• Task prompt: Count the lines below that contain the word "field". Give only the number.

• Supplied entries:
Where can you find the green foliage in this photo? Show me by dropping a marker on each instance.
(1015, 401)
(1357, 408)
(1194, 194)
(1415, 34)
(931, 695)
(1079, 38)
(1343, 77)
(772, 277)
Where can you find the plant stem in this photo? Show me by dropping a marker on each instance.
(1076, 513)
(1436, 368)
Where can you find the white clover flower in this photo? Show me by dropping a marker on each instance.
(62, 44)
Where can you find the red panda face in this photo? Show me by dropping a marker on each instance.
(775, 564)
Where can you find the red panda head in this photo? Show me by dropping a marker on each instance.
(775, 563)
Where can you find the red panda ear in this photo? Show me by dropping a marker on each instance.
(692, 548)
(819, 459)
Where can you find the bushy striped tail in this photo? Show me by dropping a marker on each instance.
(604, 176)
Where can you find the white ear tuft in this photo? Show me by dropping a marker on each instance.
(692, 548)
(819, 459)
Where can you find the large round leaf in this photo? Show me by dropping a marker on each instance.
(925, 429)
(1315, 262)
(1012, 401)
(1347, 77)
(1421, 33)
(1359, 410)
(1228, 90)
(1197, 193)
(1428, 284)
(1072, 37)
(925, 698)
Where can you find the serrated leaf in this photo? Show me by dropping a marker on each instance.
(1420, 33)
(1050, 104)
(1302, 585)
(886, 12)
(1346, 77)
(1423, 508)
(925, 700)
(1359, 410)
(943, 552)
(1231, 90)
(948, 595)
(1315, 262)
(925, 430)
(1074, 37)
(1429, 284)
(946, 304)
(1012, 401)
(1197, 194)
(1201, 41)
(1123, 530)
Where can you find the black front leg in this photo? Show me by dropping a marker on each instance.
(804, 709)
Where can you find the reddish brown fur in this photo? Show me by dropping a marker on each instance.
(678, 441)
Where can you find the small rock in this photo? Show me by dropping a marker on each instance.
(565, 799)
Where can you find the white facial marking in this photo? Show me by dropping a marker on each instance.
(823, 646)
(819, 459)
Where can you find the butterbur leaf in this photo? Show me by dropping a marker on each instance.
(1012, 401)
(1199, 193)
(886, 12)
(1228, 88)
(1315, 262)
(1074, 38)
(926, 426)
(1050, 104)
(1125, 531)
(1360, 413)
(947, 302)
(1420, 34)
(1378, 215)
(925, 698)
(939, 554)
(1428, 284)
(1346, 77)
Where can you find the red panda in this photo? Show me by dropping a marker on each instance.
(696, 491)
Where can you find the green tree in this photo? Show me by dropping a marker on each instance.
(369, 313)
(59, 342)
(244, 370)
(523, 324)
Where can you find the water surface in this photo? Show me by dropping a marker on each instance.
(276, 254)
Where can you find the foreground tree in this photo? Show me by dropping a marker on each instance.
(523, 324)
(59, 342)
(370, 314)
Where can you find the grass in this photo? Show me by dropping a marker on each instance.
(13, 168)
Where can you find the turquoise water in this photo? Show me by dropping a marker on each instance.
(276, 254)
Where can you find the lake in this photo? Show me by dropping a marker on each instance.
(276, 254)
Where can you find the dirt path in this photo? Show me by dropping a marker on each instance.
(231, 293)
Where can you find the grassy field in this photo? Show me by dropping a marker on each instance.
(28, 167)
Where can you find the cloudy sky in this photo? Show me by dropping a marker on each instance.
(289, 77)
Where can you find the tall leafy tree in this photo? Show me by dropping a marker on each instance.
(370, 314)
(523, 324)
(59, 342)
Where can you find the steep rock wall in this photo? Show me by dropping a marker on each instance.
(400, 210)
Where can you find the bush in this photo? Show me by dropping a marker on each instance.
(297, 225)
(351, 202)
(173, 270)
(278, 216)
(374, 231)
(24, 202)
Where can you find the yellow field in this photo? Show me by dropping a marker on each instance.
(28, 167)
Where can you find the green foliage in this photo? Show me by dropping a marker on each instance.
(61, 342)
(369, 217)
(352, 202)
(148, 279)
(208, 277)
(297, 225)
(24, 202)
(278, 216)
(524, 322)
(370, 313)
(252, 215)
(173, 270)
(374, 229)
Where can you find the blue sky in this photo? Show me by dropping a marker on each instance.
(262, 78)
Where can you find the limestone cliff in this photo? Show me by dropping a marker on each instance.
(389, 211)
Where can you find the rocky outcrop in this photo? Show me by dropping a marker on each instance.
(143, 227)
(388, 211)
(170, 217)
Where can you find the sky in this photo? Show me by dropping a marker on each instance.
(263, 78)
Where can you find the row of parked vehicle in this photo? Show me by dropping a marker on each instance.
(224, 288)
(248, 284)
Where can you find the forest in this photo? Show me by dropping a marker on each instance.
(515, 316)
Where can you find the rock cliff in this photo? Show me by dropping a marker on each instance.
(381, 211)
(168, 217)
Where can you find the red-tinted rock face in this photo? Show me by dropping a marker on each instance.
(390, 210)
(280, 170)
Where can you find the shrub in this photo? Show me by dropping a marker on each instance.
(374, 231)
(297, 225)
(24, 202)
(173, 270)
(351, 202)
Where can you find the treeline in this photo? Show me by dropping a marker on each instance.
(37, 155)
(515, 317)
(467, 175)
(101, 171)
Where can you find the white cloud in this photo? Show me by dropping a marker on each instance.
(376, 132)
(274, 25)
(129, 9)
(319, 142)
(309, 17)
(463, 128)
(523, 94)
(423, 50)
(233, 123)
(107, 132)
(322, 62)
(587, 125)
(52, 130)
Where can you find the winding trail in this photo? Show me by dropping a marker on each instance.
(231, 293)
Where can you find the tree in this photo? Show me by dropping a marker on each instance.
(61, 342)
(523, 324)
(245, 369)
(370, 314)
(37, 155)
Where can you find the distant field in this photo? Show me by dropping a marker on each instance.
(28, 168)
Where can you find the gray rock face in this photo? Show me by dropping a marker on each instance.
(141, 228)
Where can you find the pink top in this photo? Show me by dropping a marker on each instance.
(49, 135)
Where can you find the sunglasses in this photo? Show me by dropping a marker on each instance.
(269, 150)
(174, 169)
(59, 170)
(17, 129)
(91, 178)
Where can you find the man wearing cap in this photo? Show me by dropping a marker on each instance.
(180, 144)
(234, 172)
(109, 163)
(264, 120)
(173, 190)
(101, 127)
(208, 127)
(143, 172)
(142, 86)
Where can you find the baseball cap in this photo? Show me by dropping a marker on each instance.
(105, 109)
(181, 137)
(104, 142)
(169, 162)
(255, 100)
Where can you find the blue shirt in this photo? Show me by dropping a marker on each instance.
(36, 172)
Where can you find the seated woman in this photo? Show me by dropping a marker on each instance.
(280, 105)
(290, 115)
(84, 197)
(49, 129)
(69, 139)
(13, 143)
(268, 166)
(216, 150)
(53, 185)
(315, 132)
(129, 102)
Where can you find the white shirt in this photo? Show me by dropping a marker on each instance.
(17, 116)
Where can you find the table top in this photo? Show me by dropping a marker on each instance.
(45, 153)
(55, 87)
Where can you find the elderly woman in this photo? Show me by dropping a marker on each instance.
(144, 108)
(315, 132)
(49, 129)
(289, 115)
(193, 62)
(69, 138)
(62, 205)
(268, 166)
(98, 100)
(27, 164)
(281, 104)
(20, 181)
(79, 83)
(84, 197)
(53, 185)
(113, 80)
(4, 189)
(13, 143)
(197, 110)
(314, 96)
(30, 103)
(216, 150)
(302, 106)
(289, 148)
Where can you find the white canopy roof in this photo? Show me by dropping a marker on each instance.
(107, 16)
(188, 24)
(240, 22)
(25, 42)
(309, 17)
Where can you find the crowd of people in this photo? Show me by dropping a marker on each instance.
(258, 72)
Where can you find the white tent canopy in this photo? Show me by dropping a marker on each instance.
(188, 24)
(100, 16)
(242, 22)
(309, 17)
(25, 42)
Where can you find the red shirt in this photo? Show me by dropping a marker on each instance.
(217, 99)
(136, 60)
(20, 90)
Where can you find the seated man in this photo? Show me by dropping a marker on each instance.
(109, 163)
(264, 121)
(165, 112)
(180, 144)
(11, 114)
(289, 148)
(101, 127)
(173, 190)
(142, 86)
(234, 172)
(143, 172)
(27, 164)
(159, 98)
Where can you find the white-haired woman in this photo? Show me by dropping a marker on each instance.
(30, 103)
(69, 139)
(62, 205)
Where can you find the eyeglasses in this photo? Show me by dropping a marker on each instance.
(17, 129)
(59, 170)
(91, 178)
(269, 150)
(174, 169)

==

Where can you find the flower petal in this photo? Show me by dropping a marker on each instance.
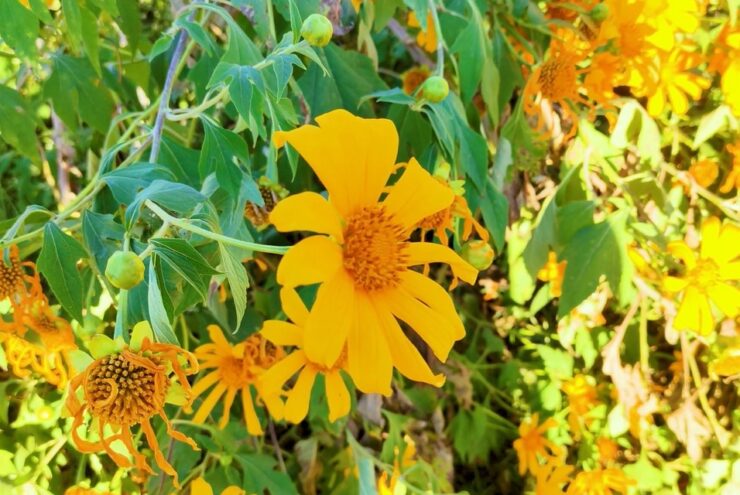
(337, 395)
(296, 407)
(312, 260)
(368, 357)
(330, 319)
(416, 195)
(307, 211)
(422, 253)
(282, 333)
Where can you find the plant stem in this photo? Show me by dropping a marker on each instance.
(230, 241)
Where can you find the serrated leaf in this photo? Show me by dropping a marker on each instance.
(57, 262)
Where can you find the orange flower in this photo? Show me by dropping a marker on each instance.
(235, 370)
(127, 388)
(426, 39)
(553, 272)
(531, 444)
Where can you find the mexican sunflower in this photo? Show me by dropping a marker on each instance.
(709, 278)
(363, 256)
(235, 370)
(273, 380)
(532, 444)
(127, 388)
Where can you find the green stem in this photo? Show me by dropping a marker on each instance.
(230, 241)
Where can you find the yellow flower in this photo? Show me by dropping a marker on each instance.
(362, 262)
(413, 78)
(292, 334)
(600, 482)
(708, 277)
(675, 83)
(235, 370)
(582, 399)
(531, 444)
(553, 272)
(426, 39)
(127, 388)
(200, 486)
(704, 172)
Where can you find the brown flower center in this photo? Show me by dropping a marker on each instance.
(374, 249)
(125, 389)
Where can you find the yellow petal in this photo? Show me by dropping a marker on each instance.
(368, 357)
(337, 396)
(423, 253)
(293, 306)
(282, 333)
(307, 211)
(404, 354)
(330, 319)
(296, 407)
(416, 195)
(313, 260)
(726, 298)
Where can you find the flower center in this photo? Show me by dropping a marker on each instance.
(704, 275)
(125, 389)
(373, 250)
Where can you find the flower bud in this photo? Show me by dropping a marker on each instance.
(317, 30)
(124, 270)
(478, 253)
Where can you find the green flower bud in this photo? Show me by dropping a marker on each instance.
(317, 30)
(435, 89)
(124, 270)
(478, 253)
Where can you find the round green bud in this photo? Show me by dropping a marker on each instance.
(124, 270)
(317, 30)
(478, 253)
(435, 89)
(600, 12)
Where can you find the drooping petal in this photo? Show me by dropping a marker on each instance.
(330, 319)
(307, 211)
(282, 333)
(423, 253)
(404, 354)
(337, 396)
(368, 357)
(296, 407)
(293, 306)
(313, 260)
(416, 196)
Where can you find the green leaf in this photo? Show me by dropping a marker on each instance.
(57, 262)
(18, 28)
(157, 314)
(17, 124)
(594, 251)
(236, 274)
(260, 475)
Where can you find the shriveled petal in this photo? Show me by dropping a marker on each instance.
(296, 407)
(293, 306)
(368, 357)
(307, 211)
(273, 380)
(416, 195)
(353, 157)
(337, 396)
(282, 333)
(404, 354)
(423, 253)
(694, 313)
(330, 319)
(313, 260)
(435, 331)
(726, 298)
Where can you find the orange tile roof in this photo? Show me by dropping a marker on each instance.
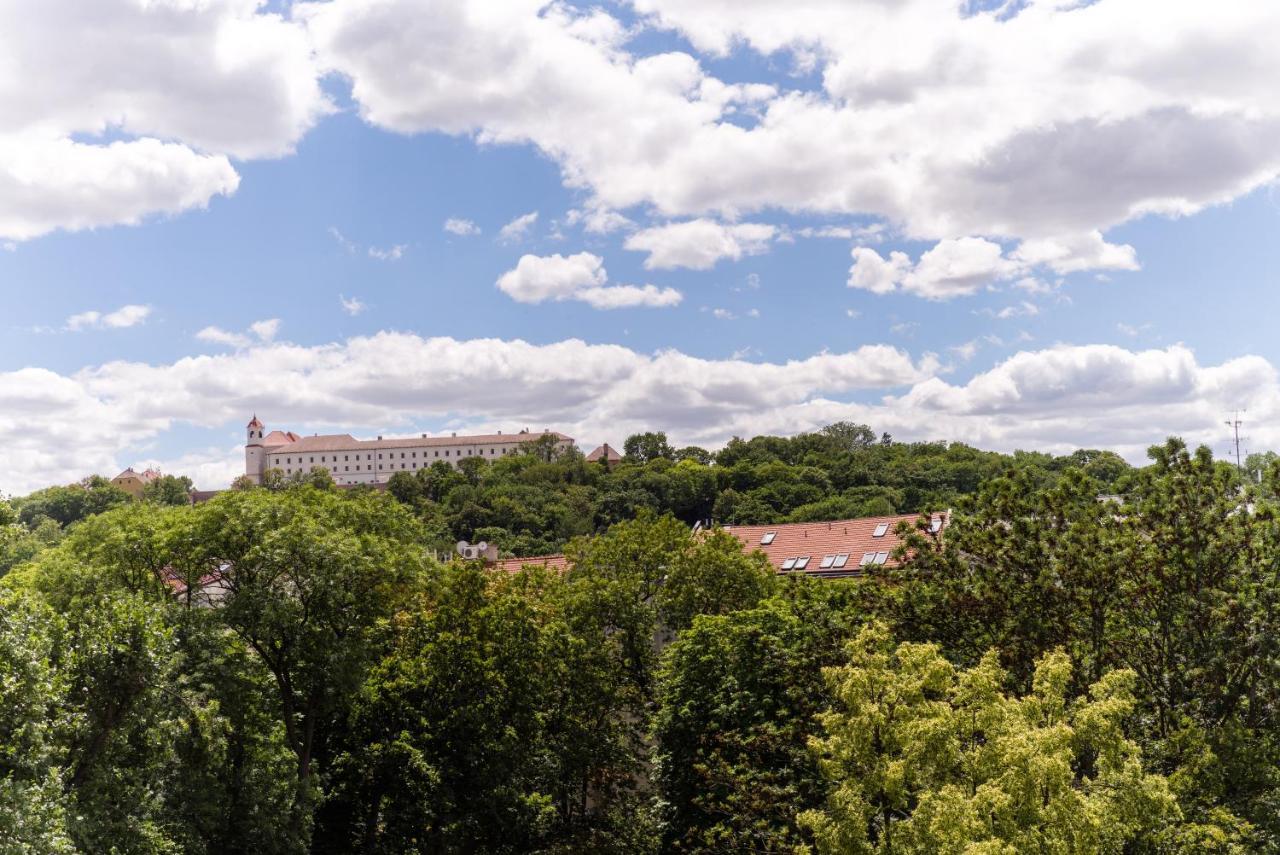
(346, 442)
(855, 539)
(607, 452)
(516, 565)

* * *

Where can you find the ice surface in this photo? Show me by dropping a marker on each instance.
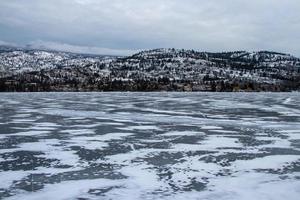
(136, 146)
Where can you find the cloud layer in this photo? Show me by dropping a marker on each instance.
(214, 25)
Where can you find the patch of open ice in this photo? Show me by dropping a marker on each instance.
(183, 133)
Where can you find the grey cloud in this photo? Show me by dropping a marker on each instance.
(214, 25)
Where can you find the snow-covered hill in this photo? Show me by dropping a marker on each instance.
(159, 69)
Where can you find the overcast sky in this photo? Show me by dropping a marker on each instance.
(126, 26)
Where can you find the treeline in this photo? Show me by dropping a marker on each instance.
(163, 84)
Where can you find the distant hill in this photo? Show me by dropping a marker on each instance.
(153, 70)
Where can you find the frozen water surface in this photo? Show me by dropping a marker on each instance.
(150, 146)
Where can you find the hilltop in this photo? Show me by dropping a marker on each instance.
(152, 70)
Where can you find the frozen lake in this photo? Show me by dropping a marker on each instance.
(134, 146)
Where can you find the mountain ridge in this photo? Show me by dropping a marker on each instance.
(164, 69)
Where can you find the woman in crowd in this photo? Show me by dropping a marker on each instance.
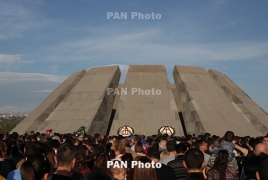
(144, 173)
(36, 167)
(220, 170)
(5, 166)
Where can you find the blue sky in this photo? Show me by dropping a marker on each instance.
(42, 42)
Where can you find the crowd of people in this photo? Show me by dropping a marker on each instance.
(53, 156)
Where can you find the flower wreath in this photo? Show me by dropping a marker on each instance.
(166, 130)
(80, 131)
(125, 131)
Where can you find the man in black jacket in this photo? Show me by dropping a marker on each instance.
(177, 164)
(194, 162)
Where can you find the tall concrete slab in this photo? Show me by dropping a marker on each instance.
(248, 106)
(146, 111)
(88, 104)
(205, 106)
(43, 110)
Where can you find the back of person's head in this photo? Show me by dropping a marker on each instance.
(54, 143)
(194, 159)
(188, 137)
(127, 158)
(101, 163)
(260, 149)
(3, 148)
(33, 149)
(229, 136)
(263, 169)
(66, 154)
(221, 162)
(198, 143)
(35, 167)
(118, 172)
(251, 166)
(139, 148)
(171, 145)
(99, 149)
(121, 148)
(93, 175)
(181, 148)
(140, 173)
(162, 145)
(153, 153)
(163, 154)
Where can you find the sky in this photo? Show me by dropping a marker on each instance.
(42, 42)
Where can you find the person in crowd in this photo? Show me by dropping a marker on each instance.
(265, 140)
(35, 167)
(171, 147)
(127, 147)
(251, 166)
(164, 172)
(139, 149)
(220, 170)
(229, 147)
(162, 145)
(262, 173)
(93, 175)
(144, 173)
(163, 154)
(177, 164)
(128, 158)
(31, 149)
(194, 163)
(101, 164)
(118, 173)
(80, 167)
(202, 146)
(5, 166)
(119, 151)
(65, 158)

• Reply to the exercise: 3